- Task
Please turn the data below into a JSON list of strings, one string per line, and leave out any blank lines.

- Input records

start

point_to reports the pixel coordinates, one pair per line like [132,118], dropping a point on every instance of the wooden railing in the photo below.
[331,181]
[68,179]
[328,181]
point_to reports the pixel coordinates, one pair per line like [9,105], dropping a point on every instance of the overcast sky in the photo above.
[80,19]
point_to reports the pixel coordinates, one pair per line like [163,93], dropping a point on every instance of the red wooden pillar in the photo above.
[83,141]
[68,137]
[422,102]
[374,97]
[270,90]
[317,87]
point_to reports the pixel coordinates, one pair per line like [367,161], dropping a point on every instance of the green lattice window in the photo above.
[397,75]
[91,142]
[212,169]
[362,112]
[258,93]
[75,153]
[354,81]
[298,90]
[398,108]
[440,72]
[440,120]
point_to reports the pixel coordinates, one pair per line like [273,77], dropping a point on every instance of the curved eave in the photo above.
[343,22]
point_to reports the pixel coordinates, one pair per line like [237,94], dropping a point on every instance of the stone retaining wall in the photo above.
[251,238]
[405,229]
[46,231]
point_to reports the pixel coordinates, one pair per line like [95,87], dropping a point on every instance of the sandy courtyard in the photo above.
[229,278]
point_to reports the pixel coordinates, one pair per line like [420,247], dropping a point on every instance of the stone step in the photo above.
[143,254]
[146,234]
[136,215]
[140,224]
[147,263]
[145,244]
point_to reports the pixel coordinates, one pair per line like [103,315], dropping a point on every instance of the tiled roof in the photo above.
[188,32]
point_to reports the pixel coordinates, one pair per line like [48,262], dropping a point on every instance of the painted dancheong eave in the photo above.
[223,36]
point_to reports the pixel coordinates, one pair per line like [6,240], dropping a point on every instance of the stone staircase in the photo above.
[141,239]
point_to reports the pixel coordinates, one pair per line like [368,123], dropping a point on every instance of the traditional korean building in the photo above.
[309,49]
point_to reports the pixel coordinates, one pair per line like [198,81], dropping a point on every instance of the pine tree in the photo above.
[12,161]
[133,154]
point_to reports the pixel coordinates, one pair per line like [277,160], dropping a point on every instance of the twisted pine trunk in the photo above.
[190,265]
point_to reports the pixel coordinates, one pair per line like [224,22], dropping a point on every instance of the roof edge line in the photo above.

end

- Task response
[
  "point_to reports the pixel coordinates, one pair per line like [132,118], dropping a point on every instance of the wooden railing in the photo below.",
  "[331,181]",
  "[68,179]",
  "[328,181]",
  "point_to reports the pixel coordinates, one pair per line like [9,105], dropping a point on every instance of the overcast sky in the photo above.",
  "[80,19]",
  "point_to reports the pixel coordinates, one pair per line like [163,93], dropping a point on every instance of the red wooden pillar in the photo above.",
  "[83,141]",
  "[68,137]",
  "[422,102]",
  "[374,97]",
  "[270,90]",
  "[317,87]",
  "point_to reports the pixel coordinates, one pair per line like [367,161], dropping a point on every instance of the green lattice window in the photo above.",
  "[397,75]",
  "[91,142]",
  "[212,169]",
  "[362,112]",
  "[258,93]",
  "[75,153]",
  "[354,81]",
  "[298,90]",
  "[398,108]",
  "[440,72]",
  "[440,120]",
  "point_to reports the pixel coordinates, one pair per line like [273,77], dropping a point on every instance of the curved eave in the photo above.",
  "[343,22]",
  "point_to reports the pixel coordinates, one pair per line like [237,94], dropping a point on every instance of the stone retaining wall in the photo above.",
  "[251,238]",
  "[405,229]",
  "[46,231]",
  "point_to reports the pixel coordinates, one pair per line like [95,87], dropping a point on every instance of the sandy courtyard in the photo above.",
  "[229,278]",
  "point_to reports the pixel coordinates, one pair per line like [420,247], dropping a point on every instance of the stone step in the photo above.",
  "[143,254]",
  "[146,234]",
  "[136,215]",
  "[140,224]",
  "[147,263]",
  "[145,244]",
  "point_to reports the pixel coordinates, one pair per line like [103,315], dropping a point on every instance of the tiled roof in the photo above.",
  "[188,32]",
  "point_to reports the pixel coordinates, one pair per line like [48,262], dropping a point on every instance of the painted dancheong eave in the photo above.",
  "[223,36]",
  "point_to reports the pixel coordinates, one pair per line like [6,240], dropping a point on every instance of the stone staircase in the photo above.",
  "[141,239]",
  "point_to reports the pixel coordinates, one pair per line like [368,123], dropping a point on every instance of the traditional korean building in the photo above.",
  "[309,49]",
  "point_to reports the pixel coordinates, one pair per line like [198,81], dropping a point on every instance of the pine tree in the photo above.",
  "[12,161]",
  "[133,154]",
  "point_to reports the pixel coordinates, one pair per line like [277,160], dropping a point on every instance of the twisted pine trunk in the photo above.",
  "[190,265]",
  "point_to reports the pixel coordinates, one pair per line like [224,22], dropping a point on every instance of the roof edge line in the photo above."
]